● **Request 1**
Reproduce the source data from the line containing "pin: asphalt race" through the end of the source data, both ends included. Offset each answer coordinate by adding 119, and leave every other line unchanged.

● **Extracted text**
>> start
> From: Carlos Costa Portela [mailto:[EMAIL PROTECTED]]
> We make two types of changes: simple ones (bugs and simple text
> changes) and others more complex (new apps in development). In our
> situation we feel we cannot use cvs in the classical way.
>
> We're really not sure how to make this work well, so if
> you could
> help point us in the right direction, we'd greatly appreciate it.
I'm hacking up web stuff as well using CVS to control my source code.
The way I do that, is that I have the trunk marking nothing in particular,
but have every developer on a branch.
In a scenario for 2 developers I would have:
changes...
Dev B ------------- merge...
Version 1.0 -----------| |-------------
| Dev A ------------- |
| | merge...
| |
main trunk -----| |----------- Main Trunk
After the final merge to the main trunk, I branch off Version 1.1,
branch off there the Dev A and B branches.
>> end
Source data:
>> start
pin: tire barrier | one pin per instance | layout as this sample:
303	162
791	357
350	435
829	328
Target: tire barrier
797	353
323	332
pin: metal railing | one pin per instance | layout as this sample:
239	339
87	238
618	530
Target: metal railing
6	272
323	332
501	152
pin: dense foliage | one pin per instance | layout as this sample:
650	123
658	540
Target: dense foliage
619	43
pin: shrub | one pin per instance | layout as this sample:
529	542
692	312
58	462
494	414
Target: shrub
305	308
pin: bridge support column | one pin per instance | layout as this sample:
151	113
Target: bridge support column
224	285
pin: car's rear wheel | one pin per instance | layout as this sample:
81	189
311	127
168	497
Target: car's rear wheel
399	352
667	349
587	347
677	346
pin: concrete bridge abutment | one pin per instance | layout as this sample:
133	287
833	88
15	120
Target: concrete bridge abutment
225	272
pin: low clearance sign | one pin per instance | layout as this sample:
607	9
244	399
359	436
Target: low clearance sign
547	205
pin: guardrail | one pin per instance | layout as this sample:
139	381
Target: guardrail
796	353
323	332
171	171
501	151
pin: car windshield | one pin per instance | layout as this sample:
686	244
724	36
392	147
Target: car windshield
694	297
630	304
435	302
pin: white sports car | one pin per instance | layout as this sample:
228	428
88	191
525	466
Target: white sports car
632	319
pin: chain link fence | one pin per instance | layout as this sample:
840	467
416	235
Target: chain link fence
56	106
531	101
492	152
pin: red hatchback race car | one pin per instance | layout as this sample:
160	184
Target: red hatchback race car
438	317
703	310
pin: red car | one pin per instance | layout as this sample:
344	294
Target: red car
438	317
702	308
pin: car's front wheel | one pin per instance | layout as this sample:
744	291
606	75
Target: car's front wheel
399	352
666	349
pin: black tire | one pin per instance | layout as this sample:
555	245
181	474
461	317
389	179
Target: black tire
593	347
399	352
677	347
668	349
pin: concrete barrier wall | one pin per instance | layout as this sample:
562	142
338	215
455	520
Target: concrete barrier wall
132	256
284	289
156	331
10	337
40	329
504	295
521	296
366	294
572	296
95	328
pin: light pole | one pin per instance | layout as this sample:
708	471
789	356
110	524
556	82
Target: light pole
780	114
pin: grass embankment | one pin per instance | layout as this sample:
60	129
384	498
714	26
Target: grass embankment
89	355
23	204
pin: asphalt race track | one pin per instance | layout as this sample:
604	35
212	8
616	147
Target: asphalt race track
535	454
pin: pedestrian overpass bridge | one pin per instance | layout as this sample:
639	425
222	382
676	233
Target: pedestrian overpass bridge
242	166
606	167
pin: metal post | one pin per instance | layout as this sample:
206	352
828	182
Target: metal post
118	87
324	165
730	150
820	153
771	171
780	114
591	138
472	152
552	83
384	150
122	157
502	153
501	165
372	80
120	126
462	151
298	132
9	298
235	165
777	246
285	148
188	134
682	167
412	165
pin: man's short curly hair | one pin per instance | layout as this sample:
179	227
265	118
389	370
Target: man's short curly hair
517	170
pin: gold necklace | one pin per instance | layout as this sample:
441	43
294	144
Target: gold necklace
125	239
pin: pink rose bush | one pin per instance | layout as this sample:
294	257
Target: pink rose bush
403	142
>> end
● **Request 2**
Resume the mailing-list reply about organizing CVS branches for web development from the point where it stops.

● **Exercise output 1**
pin: asphalt race track | one pin per instance | layout as this sample:
604	35
212	8
616	147
Target: asphalt race track
654	573
pin: pedestrian overpass bridge | one pin per instance | layout as this sample:
639	425
222	382
676	233
Target: pedestrian overpass bridge
361	285
725	286
pin: metal post | one pin per instance | layout as this sample:
206	352
828	182
Target: metal post
237	206
443	284
849	269
939	272
890	290
899	233
710	257
591	271
671	202
503	269
241	276
621	272
620	284
491	199
239	245
581	270
417	251
128	417
354	284
896	365
404	267
307	253
801	286
531	284
pin: man's short curly hair | one pin per instance | layout as this sample:
179	227
265	118
389	370
Target: man's short curly hair
636	289
pin: gold necklace | one pin per instance | layout as this sample:
441	43
294	144
Target: gold necklace
244	358
pin: pink rose bush | one pin per instance | layout as this sample:
294	257
Target: pink rose bush
522	261

● **Exercise output 2**
If now a bug occurs in the stable Version 1.0, I just branch off a Fix
trunk, propagate the changes there to the Version 1.0 and the main trunk
and have the Version 1.1 branches updated.
>From the developer's environment point of view, every developer has his
own web server, database scheme, unix account etc. So they can develop
whatever they need, and only the stable (code frozen, ran thru a
User Acceptance Test, etc.) is propagated to the production Web Server.
Any other questions, I'll be more than happy to provide more detailed
insight.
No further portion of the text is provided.